Given records:
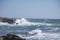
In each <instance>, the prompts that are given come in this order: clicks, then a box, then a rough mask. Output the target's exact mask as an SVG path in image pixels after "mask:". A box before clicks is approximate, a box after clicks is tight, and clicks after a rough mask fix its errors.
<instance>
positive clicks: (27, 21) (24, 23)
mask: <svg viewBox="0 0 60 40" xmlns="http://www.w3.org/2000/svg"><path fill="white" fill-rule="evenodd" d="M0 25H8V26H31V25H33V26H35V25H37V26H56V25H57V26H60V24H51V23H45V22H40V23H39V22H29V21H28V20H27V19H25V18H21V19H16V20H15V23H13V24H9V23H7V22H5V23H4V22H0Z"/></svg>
==
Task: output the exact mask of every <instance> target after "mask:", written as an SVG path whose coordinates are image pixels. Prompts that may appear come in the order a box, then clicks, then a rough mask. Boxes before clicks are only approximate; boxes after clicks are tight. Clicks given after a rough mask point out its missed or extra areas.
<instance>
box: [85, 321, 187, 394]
* * *
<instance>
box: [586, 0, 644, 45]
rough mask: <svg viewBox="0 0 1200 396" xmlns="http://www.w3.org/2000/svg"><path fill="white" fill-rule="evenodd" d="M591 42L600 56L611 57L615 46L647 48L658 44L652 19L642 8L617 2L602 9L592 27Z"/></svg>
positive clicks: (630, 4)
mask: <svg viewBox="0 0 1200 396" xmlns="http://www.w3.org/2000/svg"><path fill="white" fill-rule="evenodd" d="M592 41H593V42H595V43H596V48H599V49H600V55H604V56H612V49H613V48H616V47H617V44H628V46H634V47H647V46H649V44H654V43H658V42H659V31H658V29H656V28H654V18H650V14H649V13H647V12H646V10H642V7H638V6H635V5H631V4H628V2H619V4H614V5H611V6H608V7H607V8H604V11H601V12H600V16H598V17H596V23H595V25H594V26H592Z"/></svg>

What needs to be done:
Reproduce word for word the data lines starting at the line containing "In each <instance>, the" and ending at the line containing "positive clicks: (27, 21) (24, 23)", both included.

Response to the task:
In each <instance>, the prompts that are given come in this order: clicks, then a box, then a rough mask. Output the target's exact mask as an SVG path in image pixels after "mask:". A box before clicks is approximate, a box after clicks is tight, and clicks after a rough mask fix its errors.
<instance>
positive clicks: (27, 21) (24, 23)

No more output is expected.